**EXTRACTED TEXT**
It’s really interesting to me that we can get better performance than the naive @simd loop without a parallel multiple-bins type of re-ordering (for Float64, on my arch). It’s still not as fast as it could be… and using multiple bins (if op is commutative, of course) gives us yet better performance and greater numerical stability at the same time.
reduce_mb_4
julia> function reduce_mb_4(op, A)
f = identity
inds = eachindex(A)
i1, iN = firstindex(inds), lastindex(inds)
n = length(inds)
v = zero(eltype(A))
for batch in 0:(n>>4)-1
i = i1 + batch*16
@nexprs 16 N->a_N = @inbounds A[inds[i+(N-1)]]
@nexprs 16 N->fa_N = f(a_N)
@nexprs 2 N->v_N = op(op(op(op(op(op(op(fa_{(N-1)*8+1}, fa_{(N-1)*8+2}), fa_{(N-1)*8+3}), fa_{(N-1)*8+4}), fa_{(N-1)*8+5}), fa_{(N-1)*8+6}), fa_{(N-1)*8+7}), fa_{(N-1)*8+8})
v = op(v, op(v_1, v_2))
end
i = i1 + (n>>4)*16 - 1
i == iN && return v
for i in i+1:iN
ai = @inbounds A[inds[i]]
v = op(v, f(ai))
end
return v
end
reduce_mb_4 (generic function with 1 method)
julia> function sum_simd(A)
r = zero(eltype(A))
@simd for i in eachindex(A)
r += @inbounds A[i]
end
r
end
sum_simd (generic function with 1 method)
julia> A = rand(10000); B = @view A[begin:2:end];
julia> @btime reduce_mb_4(+, $A)
733.008 ns (0 allocations: 0 bytes)
4977.12180940769
julia> @btime sum_simd($A)
1.142 μs (0 allocations: 0 bytes)
4977.121809407697
julia> A = rand(Float32, 10000); B = @view A[begin:2:end];
julia> @btime reduce_mb_4(+, $A)
924.029 ns (0 allocations: 0 bytes)
5002.0093f0
julia> @btime sum_simd($A)
561.935 ns (0 allocations: 0 bytes)

(Source records)
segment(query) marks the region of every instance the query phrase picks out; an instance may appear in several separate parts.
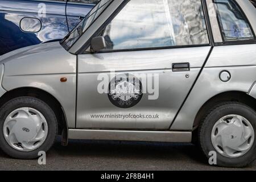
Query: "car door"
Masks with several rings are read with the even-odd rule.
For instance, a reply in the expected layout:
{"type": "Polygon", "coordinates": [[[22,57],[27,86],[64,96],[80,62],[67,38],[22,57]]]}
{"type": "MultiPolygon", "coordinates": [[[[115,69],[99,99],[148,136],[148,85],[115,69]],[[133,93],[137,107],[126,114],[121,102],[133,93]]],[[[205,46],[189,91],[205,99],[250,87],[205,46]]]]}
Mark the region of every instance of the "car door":
{"type": "Polygon", "coordinates": [[[106,48],[78,55],[76,127],[167,130],[210,51],[205,24],[200,0],[130,1],[106,48]]]}

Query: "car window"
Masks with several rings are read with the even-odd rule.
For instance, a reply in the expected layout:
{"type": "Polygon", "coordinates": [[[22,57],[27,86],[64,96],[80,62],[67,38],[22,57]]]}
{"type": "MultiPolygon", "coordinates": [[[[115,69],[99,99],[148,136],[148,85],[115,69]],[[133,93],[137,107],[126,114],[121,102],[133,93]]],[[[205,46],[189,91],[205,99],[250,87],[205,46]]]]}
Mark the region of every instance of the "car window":
{"type": "Polygon", "coordinates": [[[68,2],[85,4],[97,4],[100,0],[68,0],[68,2]]]}
{"type": "Polygon", "coordinates": [[[250,1],[251,2],[253,6],[256,7],[256,0],[250,0],[250,1]]]}
{"type": "Polygon", "coordinates": [[[216,0],[217,14],[225,41],[254,39],[245,15],[233,0],[216,0]]]}
{"type": "Polygon", "coordinates": [[[131,0],[104,36],[105,51],[209,43],[200,0],[131,0]]]}
{"type": "Polygon", "coordinates": [[[68,49],[72,46],[113,1],[101,0],[100,1],[71,32],[61,40],[61,43],[64,48],[68,49]]]}

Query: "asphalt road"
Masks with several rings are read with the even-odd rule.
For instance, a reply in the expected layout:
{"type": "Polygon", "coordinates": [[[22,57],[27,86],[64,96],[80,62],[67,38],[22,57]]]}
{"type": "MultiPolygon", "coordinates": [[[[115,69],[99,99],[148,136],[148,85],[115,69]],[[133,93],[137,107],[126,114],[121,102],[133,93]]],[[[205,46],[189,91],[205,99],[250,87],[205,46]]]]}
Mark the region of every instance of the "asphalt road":
{"type": "Polygon", "coordinates": [[[242,169],[210,166],[195,146],[163,143],[57,142],[46,162],[13,159],[0,151],[0,170],[256,170],[256,162],[242,169]]]}

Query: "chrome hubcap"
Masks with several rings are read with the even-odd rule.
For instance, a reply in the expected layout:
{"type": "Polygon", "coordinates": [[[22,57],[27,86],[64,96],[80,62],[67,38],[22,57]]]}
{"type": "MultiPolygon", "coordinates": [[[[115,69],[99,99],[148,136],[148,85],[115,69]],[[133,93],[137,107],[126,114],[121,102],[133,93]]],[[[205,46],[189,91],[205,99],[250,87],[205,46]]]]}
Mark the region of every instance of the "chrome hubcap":
{"type": "Polygon", "coordinates": [[[31,151],[39,147],[48,134],[46,119],[40,112],[31,107],[12,111],[3,124],[3,134],[13,148],[31,151]]]}
{"type": "Polygon", "coordinates": [[[215,150],[228,158],[238,158],[247,153],[254,142],[251,123],[238,115],[228,115],[219,119],[212,131],[215,150]]]}

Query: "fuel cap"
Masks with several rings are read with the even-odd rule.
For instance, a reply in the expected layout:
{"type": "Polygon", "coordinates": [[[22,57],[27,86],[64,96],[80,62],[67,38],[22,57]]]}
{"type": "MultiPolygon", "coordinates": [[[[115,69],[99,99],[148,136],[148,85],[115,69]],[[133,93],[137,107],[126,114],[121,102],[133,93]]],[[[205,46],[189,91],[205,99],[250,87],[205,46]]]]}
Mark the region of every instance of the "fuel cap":
{"type": "Polygon", "coordinates": [[[227,71],[223,71],[220,73],[220,79],[223,82],[228,82],[230,78],[230,73],[227,71]]]}

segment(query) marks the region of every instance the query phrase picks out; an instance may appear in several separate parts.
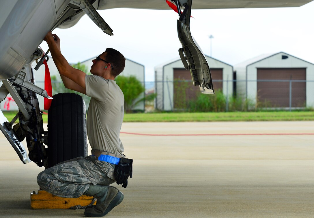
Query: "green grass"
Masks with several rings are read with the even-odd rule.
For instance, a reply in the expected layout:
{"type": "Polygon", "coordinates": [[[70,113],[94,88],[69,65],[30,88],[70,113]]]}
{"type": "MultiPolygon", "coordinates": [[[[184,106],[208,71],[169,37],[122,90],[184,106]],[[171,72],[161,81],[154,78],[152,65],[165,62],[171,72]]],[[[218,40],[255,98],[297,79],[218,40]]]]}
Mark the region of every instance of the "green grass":
{"type": "MultiPolygon", "coordinates": [[[[4,112],[9,121],[16,112],[4,112]]],[[[44,123],[47,116],[43,115],[44,123]]],[[[125,122],[214,122],[314,120],[314,111],[269,111],[220,113],[160,113],[126,114],[125,122]]]]}

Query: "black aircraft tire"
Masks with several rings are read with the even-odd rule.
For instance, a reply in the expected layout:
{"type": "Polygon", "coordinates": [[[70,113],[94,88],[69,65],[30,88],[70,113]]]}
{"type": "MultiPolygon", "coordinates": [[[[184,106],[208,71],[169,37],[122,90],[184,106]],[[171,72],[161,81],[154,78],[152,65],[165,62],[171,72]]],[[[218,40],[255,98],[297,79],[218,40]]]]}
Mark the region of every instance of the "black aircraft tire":
{"type": "Polygon", "coordinates": [[[88,155],[86,110],[82,97],[74,93],[54,95],[48,110],[48,162],[61,162],[88,155]]]}

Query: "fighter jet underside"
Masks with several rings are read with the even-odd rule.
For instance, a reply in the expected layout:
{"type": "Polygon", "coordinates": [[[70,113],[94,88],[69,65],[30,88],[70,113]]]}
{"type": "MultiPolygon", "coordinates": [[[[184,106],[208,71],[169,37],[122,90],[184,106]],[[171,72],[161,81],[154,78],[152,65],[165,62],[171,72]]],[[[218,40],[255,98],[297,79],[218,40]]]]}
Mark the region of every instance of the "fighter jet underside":
{"type": "MultiPolygon", "coordinates": [[[[104,37],[109,37],[113,35],[113,30],[96,9],[172,10],[170,6],[176,8],[176,28],[182,46],[179,52],[184,67],[191,72],[193,85],[199,86],[203,93],[213,94],[210,66],[190,31],[192,10],[298,7],[311,1],[170,0],[168,3],[171,4],[168,5],[165,0],[2,0],[0,3],[0,101],[10,93],[19,111],[9,122],[0,112],[0,129],[24,163],[31,160],[40,166],[46,165],[46,148],[44,144],[48,144],[48,133],[43,130],[37,96],[50,97],[35,84],[32,63],[43,56],[44,51],[38,46],[47,32],[57,28],[70,28],[85,14],[109,35],[104,37]],[[18,119],[19,123],[13,126],[18,119]],[[21,142],[25,137],[28,155],[21,142]]],[[[39,64],[41,63],[40,61],[39,64]]]]}

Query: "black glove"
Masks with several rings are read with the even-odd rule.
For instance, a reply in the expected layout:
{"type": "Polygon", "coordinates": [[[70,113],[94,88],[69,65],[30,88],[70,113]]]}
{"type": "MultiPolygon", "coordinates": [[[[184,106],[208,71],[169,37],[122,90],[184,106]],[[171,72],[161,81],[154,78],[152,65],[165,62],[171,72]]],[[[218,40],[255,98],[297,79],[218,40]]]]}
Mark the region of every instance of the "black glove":
{"type": "Polygon", "coordinates": [[[116,180],[117,184],[123,184],[122,187],[124,188],[127,185],[127,179],[132,178],[132,165],[133,160],[124,157],[120,158],[119,163],[116,165],[114,175],[116,180]]]}

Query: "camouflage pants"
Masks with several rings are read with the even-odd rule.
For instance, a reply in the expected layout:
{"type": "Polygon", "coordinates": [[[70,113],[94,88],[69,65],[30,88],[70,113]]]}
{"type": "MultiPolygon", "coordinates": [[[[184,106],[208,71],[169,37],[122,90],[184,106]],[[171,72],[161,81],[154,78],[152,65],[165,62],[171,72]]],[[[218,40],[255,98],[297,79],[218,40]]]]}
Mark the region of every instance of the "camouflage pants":
{"type": "Polygon", "coordinates": [[[40,173],[37,182],[43,190],[57,196],[78,198],[91,184],[107,185],[115,181],[115,165],[95,160],[95,156],[80,157],[40,173]]]}

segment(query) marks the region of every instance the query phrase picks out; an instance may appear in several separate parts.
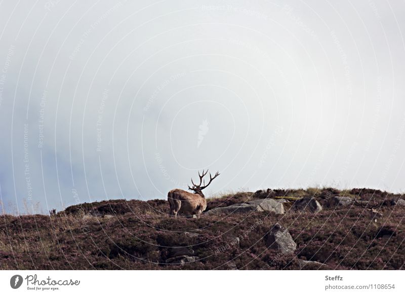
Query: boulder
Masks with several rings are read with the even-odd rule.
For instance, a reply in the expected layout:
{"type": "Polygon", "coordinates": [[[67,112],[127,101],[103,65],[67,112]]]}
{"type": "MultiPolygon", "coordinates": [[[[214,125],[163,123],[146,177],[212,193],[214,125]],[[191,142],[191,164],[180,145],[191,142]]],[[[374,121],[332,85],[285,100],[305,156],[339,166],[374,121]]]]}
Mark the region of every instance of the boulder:
{"type": "Polygon", "coordinates": [[[264,211],[263,208],[259,205],[255,204],[234,204],[227,207],[218,207],[214,208],[210,211],[207,211],[205,214],[211,215],[212,214],[231,213],[247,213],[252,211],[264,211]]]}
{"type": "Polygon", "coordinates": [[[296,201],[291,209],[297,211],[309,211],[317,213],[322,210],[319,202],[312,197],[306,197],[296,201]]]}
{"type": "Polygon", "coordinates": [[[296,244],[290,233],[278,224],[275,224],[266,237],[266,244],[270,249],[282,253],[293,253],[297,249],[296,244]]]}
{"type": "Polygon", "coordinates": [[[186,263],[189,263],[190,262],[194,262],[199,257],[197,256],[187,256],[183,255],[177,257],[174,257],[173,258],[169,258],[166,260],[166,263],[168,264],[180,264],[183,265],[186,263]]]}
{"type": "Polygon", "coordinates": [[[391,202],[394,206],[399,206],[405,207],[405,200],[403,199],[398,199],[398,200],[393,200],[391,202]]]}
{"type": "Polygon", "coordinates": [[[246,203],[234,204],[226,207],[219,207],[208,211],[205,214],[246,213],[253,211],[274,212],[284,214],[285,210],[282,201],[273,199],[260,199],[250,201],[246,203]]]}
{"type": "Polygon", "coordinates": [[[199,236],[199,234],[193,233],[192,232],[184,232],[184,234],[187,237],[191,237],[192,238],[196,238],[199,236]]]}
{"type": "Polygon", "coordinates": [[[237,269],[237,267],[236,267],[236,265],[233,262],[228,262],[226,264],[226,266],[228,267],[228,269],[229,270],[238,270],[237,269]]]}
{"type": "Polygon", "coordinates": [[[254,200],[248,202],[250,205],[257,205],[259,206],[263,211],[273,212],[276,214],[284,214],[284,206],[282,202],[278,200],[273,199],[261,199],[254,200]]]}
{"type": "Polygon", "coordinates": [[[333,206],[348,206],[353,204],[353,200],[349,197],[332,197],[329,200],[329,204],[333,206]]]}
{"type": "Polygon", "coordinates": [[[194,250],[189,247],[175,247],[170,248],[170,257],[192,256],[194,250]]]}
{"type": "Polygon", "coordinates": [[[323,267],[328,266],[324,263],[321,263],[317,261],[311,261],[310,260],[303,260],[302,259],[298,260],[298,265],[300,266],[300,269],[305,269],[307,270],[317,270],[323,267]]]}

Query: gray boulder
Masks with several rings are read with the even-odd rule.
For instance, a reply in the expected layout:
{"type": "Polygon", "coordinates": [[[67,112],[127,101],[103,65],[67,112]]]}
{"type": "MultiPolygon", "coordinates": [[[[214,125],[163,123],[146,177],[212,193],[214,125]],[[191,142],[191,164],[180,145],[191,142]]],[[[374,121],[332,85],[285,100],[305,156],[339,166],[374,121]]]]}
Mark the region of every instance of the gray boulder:
{"type": "Polygon", "coordinates": [[[317,213],[322,210],[322,206],[314,198],[306,197],[296,201],[291,209],[296,211],[309,211],[317,213]]]}
{"type": "Polygon", "coordinates": [[[310,260],[298,260],[298,265],[300,269],[305,269],[307,270],[317,270],[322,268],[323,267],[328,266],[324,263],[321,263],[317,261],[311,261],[310,260]]]}
{"type": "Polygon", "coordinates": [[[183,255],[179,256],[178,257],[174,257],[173,258],[169,258],[166,260],[166,263],[168,264],[180,264],[183,265],[186,263],[189,263],[190,262],[194,262],[199,259],[197,256],[187,256],[183,255]]]}
{"type": "Polygon", "coordinates": [[[392,204],[395,206],[405,207],[405,200],[403,199],[398,199],[398,200],[394,200],[392,202],[392,204]]]}
{"type": "Polygon", "coordinates": [[[348,206],[353,203],[353,199],[349,197],[332,197],[329,201],[330,205],[336,206],[348,206]]]}
{"type": "Polygon", "coordinates": [[[264,211],[259,205],[255,204],[234,204],[227,207],[219,207],[214,208],[210,211],[207,211],[205,214],[211,215],[212,214],[231,213],[246,213],[252,211],[264,211]]]}
{"type": "Polygon", "coordinates": [[[228,267],[228,269],[229,270],[238,270],[237,267],[236,267],[236,265],[233,262],[228,262],[226,264],[226,266],[228,267]]]}
{"type": "Polygon", "coordinates": [[[176,247],[170,248],[170,256],[192,256],[194,250],[188,247],[176,247]]]}
{"type": "Polygon", "coordinates": [[[270,249],[278,250],[282,253],[293,253],[297,249],[294,242],[287,229],[275,224],[266,238],[266,244],[270,249]]]}
{"type": "Polygon", "coordinates": [[[193,233],[192,232],[184,232],[184,234],[187,237],[191,237],[192,238],[196,238],[199,236],[199,234],[197,233],[193,233]]]}
{"type": "Polygon", "coordinates": [[[218,213],[247,213],[253,211],[260,212],[268,211],[274,212],[276,214],[284,214],[285,212],[282,202],[280,200],[262,199],[250,201],[246,203],[234,204],[226,207],[214,208],[207,211],[205,214],[210,215],[218,213]]]}
{"type": "Polygon", "coordinates": [[[282,202],[278,200],[262,199],[251,201],[248,202],[248,204],[259,205],[263,209],[263,211],[274,212],[276,214],[284,214],[285,212],[282,202]]]}

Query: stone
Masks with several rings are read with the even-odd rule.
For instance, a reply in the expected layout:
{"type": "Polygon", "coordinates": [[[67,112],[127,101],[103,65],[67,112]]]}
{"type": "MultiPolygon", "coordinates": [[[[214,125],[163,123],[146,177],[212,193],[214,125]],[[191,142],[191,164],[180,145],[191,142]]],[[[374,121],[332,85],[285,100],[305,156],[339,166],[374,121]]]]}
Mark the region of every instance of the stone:
{"type": "Polygon", "coordinates": [[[297,244],[290,233],[278,224],[273,226],[267,234],[266,244],[269,248],[282,253],[293,253],[297,249],[297,244]]]}
{"type": "Polygon", "coordinates": [[[188,247],[174,247],[170,248],[170,256],[192,256],[194,250],[188,247]]]}
{"type": "Polygon", "coordinates": [[[353,204],[353,200],[349,197],[332,197],[329,201],[331,206],[348,206],[353,204]]]}
{"type": "Polygon", "coordinates": [[[254,200],[248,202],[250,205],[258,205],[263,209],[263,211],[268,211],[273,212],[276,214],[284,214],[284,206],[282,202],[278,200],[274,199],[261,199],[254,200]]]}
{"type": "Polygon", "coordinates": [[[199,236],[199,234],[197,234],[197,233],[192,233],[191,232],[185,232],[184,234],[186,236],[187,236],[188,237],[191,237],[192,238],[196,238],[197,237],[199,236]]]}
{"type": "Polygon", "coordinates": [[[238,270],[237,267],[236,267],[236,264],[233,262],[228,262],[226,264],[226,266],[229,270],[238,270]]]}
{"type": "Polygon", "coordinates": [[[392,203],[392,205],[394,206],[405,207],[405,200],[403,199],[398,199],[398,200],[393,200],[392,203]]]}
{"type": "Polygon", "coordinates": [[[169,264],[180,264],[183,265],[186,263],[190,263],[190,262],[194,262],[199,257],[197,256],[187,256],[183,255],[177,257],[174,257],[173,258],[169,258],[166,260],[166,263],[169,264]]]}
{"type": "Polygon", "coordinates": [[[297,211],[309,211],[312,213],[317,213],[322,210],[322,206],[314,198],[306,197],[296,201],[291,209],[297,211]]]}
{"type": "Polygon", "coordinates": [[[321,263],[317,261],[311,261],[310,260],[303,260],[302,259],[298,260],[298,265],[300,266],[300,269],[302,269],[305,268],[307,270],[317,270],[322,267],[328,266],[324,263],[321,263]]]}
{"type": "Polygon", "coordinates": [[[247,213],[253,211],[263,211],[264,210],[261,207],[257,204],[235,204],[227,207],[214,208],[210,211],[207,211],[205,214],[207,215],[221,213],[231,214],[232,213],[247,213]]]}

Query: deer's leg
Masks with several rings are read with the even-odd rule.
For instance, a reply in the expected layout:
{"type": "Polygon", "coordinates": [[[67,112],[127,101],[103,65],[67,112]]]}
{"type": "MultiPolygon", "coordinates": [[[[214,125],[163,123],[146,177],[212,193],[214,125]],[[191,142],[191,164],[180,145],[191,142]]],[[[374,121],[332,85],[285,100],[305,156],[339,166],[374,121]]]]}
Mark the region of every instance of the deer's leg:
{"type": "Polygon", "coordinates": [[[178,200],[173,200],[173,213],[174,213],[174,217],[177,218],[177,213],[180,210],[180,207],[181,207],[181,202],[179,201],[178,200]]]}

**GOAL 1**
What timings does the @btime output report in the Julia reduction benchmark post, and which call is each one for?
**GOAL 2**
Can you pick up the post on Julia reduction benchmarks after its final line and carry it forward?
You won't need the rows for this.

**RIGHT ANSWER 1**
- reduce_mb_4(+, $A) on Float64: 733.008 ns
- sum_simd($A) on Float64: 1.142 μs
- reduce_mb_4(+, $A) on Float32: 924.029 ns
- sum_simd($A) on Float32: 561.935 ns

**RIGHT ANSWER 2**
5002.0117f0
Here’s my overarching thought: foldl and foldr have well defined associativity. We get to choose the associativity of reduce. Right now, we sometimes use a pairwise algorithm with a relatively large block size (1024) over an @simd loop (which may sometimes include further splitting into parallel accumulators, depending on architecture and element type and bounds checking and type stability and indexability and data layout).
Why let all that up to chance, especially if we can simultaneously improve both performance and accuracy? If we explicitly encode an associativity (or perhaps an additional re-ordering for commutative operators) that performs well for these core numeric types and leads to a more consistent (and perhaps smaller) base block size, then my hope is that this will also perform generically well for non-simdy datatypes. Many of the same fundamentals that enable SIMD also tend to improve non-SIMD code for modern pipelining CPUs (e.g., by reducing inter- and intra-loop data dependencies). Or that’s my hope and hypothesis (hope-othesis?), anyhow. If it turns out to not help, foldl is right there for you.
I don’t know if anyone has ever published an analysis of something like the reduce_mb_4 as the base case for a pairwise splitting algorithm — it preserves ordering, and has an inner reduction of 8 elements at a time.
Some ideas I have found are:
A reduce-shift bottom-up SIMD-y fully pairwise implementation (Dalton, Wang & Blainey, 2014). This is very cool, but it requires a 64-element intermediate stack-allocated mutable array.
The pairwise “combine” operation could additionally be compensating, since that happens less frequently (Blanchard, Higham, & Mary, 2020). Allowing a distinct combine operation could generally be quite powerful; it’d enable a whole nother class of transducers.